● **Alıştırma Gereksinimleri**:
[1] Türkiye gündemini ele alan yazıdan "Bütün dünya virüsle" sözlerini içeren kısımla başlayıp "buna itirazı yok." ile biten bölümü harfi harfine kaydedin.
[2] Türkiye gündemini ele alan yazıyı son cümlesinin ardından devam ettirin.

Bütün dünya virüsle ilgili tedbirleri konuşurken, her ülkede kendi iç dünyalarında kendi gündemleriyle meşguliyetlerini sürdürmektedirler. Bizim ülkemizdeki gündemler; ekonomi, iç siyaset, seçim, siyasi partiler ile ilgili değişiklikler, 27 Mayıs 1960 darbesi, İstanbul’un fethinin 567 yıldönümü, Müslümanların diasporası, yeni partiler, kısıtlamalar, adaletsiz uygulamalar, süresiz iktidar hayalleri. Bakalım daha neleri duyup göreceğiz.
İstanbul’un fethinin 567. yıldönümü ana gündemi meşgul ediyor. Ekranlarda, whatsapp gruplarında, konuşmalarda bu işlerden nasıl kendimize göre ekmek çıkartırız hesabını yapanlar var.
Dünya tarihinin akışını değiştiren, çağ kapatıp, çağ açan bir olayı anmak, hatırlamak, devrin büyük kumandanı ve o devrin kahramanlarını saygı ve hürmetle yad etmek elbette unutulmaz mirasımız. Bu milletin evlatları olarak, kimsenin buna itirazı yok.
Yönetimdeki yetkililerimiz; Fatih’in emanetini gözümüz gibi bakmaya devam edeceğiz.
Cumhur ittifakı, Bizans komplosuna karşı millet aklı ve benzeri sözleri işitince Sayın Lütfi Şahsuvaroğlu’nun “Cemil Meriç’te Obskürantizm” yazısından “Her ümide, her canlanışa duyulan husumet” toplumumu oluştu diye düşünmedim değil. Yoksa süreli koltuk hesabından, süresiz koltuk planlarımı ileride göreceğiz.

● **Verilen Bilgiler**:
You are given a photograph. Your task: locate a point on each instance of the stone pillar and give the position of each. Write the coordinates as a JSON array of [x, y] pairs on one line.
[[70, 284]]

● **Sıralı Sonuçlar**:
[1]
Bütün dünya virüsle ilgili tedbirleri konuşurken, her ülkede kendi iç dünyalarında kendi gündemleriyle meşguliyetlerini sürdürmektedirler. Bizim ülkemizdeki gündemler; ekonomi, iç siyaset, seçim, siyasi partiler ile ilgili değişiklikler, 27 Mayıs 1960 darbesi, İstanbul’un fethinin 567 yıldönümü, Müslümanların diasporası, yeni partiler, kısıtlamalar, adaletsiz uygulamalar, süresiz iktidar hayalleri. Bakalım daha neleri duyup göreceğiz.
İstanbul’un fethinin 567. yıldönümü ana gündemi meşgul ediyor. Ekranlarda, whatsapp gruplarında, konuşmalarda bu işlerden nasıl kendimize göre ekmek çıkartırız hesabını yapanlar var.
Dünya tarihinin akışını değiştiren, çağ kapatıp, çağ açan bir olayı anmak, hatırlamak, devrin büyük kumandanı ve o devrin kahramanlarını saygı ve hürmetle yad etmek elbette unutulmaz mirasımız. Bu milletin evlatları olarak, kimsenin buna itirazı yok.

[2]
1876 da anayasal parlamenter düzene atılan ilk adımın ardından II. Abdülhamit’in mutlak iktidarı, sonra Jön Türk Devrimi, Cumhuriyet, CHP’nin tek parti dönemi, çok partili dönem, 1960 darbesi ile başlayan demokrasi kazaları ve kamusal cinayetler, her bir dönemde yaşananların tohumlarının bir önceki dönemde adım adım nasıl atıldığı gözlemlenmektedir. Anekdotlar, belgeler, Türkçülük, halkçılık, devletçilik, laiklik, siyasal İslam, ilkelerinin geçirdiği evrim, seçkinlerin toplumsal kökenleri, Türkiye’nin toplumsal ve siyasal tarihinde etkin faktörler, algılar analiz edildiğinde ve günümüze geldiğimizde filmlerin benzerlerini görmek mümkün. Aktörler değişken olsa da senaryo benzerlikleri geçmişi aratmıyor. Bazen de kendi dönemindeki bir olay, tarafların kendi penceresinden, tarafgirliğin lehine olan düşüncelerini pekiştirme maharetleri siyasi atmosferde tam bir ustalık sanatı. Nasıl mı?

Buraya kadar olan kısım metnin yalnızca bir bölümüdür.